WORK REQUEST: Copy the section of the passage about Danny Sotomayor below that opens with the words containing "Sotomayor lost his" and closes with "people with AIDS.".
== PASSAGE ==
Sotomayor lost his cartoon gig with Gay Chicago because he had used a fake press pass to infiltrate a press conference with Daley. He also lost a cartoon job with Windy City Times for once again blurring the line between his activist and editorial roles. Salvo said Sotomayor’s rebelliousness came from his impatience as AIDS “continued its march” through his personal life and health and as he continued going through a health care system that did not yet have the infrastructure to support people with AIDS.
“Danny was always biting the hand that fed him,” Salvo said. “He went through this personal transformation from being this quiet, nice guy with a really kooky sense of humor to this firebrand.”
Danny’s Legacy
By the end of 1991, both Sotomayor and his partner, Scott McPherson, were sicker. At the next year’s IMPACT dinner, they were both in the hospital. Their beds were close enough to hold hands, former ACT UP/Chicago member Sharyl Holtzman told Chicago Stories. But the same event Sotomayor had interrupted the year before was now giving him an award for his tireless activism. Though Sotomayor was too ill to leave the hospital, Cannon and Salvo were able to take McPherson to see Sotomayor honored at the dinner. When they brought McPherson back to the hospital, he spoke to Sotomayor.
“Scott was like, ‘You should have been there, Danny. They were all applauding for you. They were all cheering for you,’” Salvo said. “You kind of hope he heard it.”
The dinner was on February 2, 1992. Danny Sotomayor died as the sun was rising on February 5. Thousands of people came to his wake. Much to the shock of his friends, Mayor Daley showed up.
“I don't know which one of us said it first. It was probably me. ‘Well, you know for sure he’s dead because he’d be sitting up strangling [Daley].’ That was the proof right there,” Salvo said, laughing.
Sotomayor’s family, who was sometimes in conflict with his friends in his remaining days and after his death, had a Catholic mass for his funeral. Salvo said if there was anything Danny hated more than Mayor Daley, it was the Catholic Church. His friends later put together a memorial service at the Riviera Theatre. Salvo put together a slideshow of images to David Bowie’s “Heroes.”
===
== EXCERPTED DATA ==
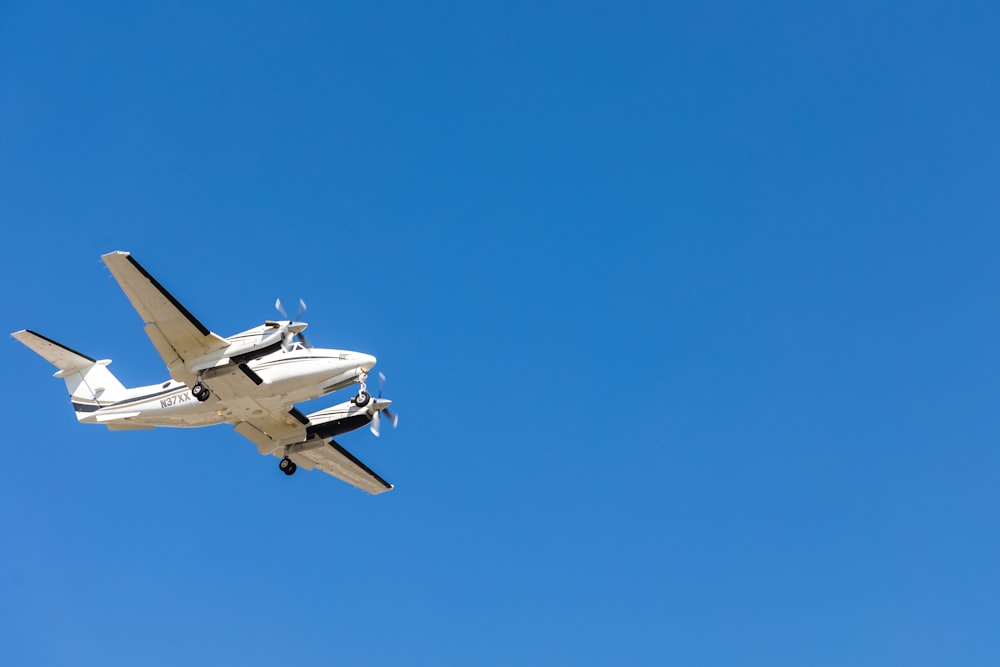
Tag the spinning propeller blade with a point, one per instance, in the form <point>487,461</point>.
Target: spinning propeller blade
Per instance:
<point>376,425</point>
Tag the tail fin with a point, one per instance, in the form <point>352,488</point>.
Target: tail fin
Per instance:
<point>89,382</point>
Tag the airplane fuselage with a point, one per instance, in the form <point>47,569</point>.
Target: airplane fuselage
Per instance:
<point>286,376</point>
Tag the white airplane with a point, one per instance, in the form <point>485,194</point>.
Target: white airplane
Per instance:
<point>251,380</point>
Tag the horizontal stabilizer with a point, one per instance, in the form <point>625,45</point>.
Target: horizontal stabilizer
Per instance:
<point>58,355</point>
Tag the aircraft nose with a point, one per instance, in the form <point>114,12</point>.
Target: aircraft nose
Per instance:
<point>366,361</point>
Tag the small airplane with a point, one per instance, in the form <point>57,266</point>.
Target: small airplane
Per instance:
<point>251,380</point>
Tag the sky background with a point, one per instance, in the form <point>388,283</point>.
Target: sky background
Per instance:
<point>689,312</point>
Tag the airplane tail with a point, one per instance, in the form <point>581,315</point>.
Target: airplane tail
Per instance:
<point>89,382</point>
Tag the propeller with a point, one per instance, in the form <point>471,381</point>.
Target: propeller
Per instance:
<point>289,335</point>
<point>382,405</point>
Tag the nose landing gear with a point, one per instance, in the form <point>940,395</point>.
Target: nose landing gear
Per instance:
<point>200,391</point>
<point>287,466</point>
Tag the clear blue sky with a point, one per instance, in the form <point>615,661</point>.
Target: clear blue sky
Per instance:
<point>690,315</point>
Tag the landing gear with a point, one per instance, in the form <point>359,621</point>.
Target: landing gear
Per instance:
<point>200,392</point>
<point>287,466</point>
<point>361,400</point>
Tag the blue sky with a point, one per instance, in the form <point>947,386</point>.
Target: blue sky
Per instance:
<point>689,314</point>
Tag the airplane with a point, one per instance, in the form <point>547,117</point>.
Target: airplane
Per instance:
<point>251,380</point>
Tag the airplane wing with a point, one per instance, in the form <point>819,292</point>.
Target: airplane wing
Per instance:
<point>176,334</point>
<point>271,433</point>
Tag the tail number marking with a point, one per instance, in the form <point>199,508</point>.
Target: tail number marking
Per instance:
<point>182,397</point>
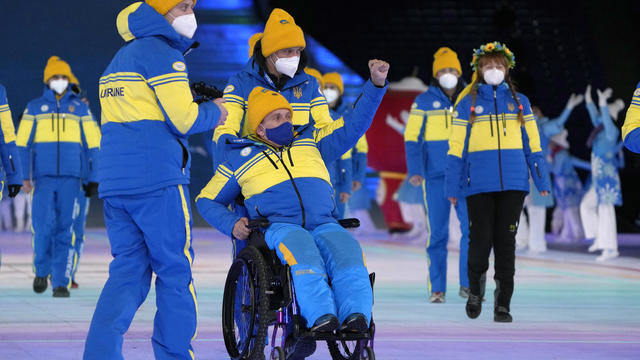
===
RESPONSE BELOW:
Sotomayor lost his cartoon gig with Gay Chicago because he had used a fake press pass to infiltrate a press conference with Daley. He also lost a cartoon job with Windy City Times for once again blurring the line between his activist and editorial roles. Salvo said Sotomayor’s rebelliousness came from his impatience as AIDS “continued its march” through his personal life and health and as he continued going through a health care system that did not yet have the infrastructure to support people with AIDS.